(Annotation records)
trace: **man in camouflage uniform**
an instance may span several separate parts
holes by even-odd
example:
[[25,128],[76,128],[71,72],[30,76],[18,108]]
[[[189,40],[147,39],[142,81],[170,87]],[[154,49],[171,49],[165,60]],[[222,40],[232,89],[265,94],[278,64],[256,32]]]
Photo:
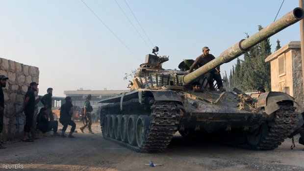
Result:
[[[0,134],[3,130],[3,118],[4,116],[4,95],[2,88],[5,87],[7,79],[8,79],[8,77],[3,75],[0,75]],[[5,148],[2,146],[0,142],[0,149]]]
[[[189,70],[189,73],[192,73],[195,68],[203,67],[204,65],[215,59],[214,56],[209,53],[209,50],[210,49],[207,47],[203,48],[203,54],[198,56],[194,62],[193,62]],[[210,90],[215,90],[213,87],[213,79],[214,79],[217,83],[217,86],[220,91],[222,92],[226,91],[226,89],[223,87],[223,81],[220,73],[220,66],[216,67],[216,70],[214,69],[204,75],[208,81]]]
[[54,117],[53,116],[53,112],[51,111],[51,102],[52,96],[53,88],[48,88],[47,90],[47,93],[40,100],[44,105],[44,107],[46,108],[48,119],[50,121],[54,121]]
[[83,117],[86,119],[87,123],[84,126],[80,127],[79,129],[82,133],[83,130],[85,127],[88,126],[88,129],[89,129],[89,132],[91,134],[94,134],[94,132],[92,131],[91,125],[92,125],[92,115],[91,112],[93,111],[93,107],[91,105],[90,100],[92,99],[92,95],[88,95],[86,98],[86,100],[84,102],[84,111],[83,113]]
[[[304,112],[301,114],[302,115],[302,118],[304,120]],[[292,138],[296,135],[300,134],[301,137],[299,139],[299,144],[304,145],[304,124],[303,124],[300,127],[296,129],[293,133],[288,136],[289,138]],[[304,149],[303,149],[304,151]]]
==
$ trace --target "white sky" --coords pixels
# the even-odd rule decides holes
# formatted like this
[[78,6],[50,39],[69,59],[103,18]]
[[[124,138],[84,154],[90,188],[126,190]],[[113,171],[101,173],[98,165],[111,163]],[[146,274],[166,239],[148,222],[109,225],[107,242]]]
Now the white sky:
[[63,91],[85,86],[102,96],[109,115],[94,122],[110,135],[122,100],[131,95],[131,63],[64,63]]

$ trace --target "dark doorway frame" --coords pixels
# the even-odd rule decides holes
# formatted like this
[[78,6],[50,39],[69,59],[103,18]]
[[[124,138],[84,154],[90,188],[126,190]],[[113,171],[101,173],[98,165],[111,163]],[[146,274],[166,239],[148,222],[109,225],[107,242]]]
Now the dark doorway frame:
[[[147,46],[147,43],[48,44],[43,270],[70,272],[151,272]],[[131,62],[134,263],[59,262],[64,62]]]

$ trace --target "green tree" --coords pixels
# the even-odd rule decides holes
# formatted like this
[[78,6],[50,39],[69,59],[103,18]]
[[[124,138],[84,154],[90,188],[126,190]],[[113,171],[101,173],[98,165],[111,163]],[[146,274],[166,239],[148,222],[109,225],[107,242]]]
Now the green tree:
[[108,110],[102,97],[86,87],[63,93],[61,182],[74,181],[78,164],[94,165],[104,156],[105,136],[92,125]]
* * *
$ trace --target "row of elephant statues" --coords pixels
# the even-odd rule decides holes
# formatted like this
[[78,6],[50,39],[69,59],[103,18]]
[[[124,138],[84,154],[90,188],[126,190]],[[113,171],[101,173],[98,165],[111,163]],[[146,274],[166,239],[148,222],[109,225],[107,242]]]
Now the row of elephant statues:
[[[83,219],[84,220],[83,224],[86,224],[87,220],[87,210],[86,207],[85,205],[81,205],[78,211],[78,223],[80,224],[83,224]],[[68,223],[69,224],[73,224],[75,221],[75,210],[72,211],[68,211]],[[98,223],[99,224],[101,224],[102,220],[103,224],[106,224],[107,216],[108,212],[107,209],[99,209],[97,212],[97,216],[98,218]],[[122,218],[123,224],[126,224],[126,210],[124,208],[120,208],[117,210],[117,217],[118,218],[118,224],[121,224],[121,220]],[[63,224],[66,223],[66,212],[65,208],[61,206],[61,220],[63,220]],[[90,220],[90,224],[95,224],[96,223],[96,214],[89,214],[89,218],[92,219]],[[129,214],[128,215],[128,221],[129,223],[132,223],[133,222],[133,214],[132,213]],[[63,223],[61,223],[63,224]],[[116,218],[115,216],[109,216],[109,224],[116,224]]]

__YOUR GOAL__. Show each line in the rows above that contains the string "tree", copied in full.

__TASK OUTPUT__.
$ trace --target "green tree" --coords pixels
Now the green tree:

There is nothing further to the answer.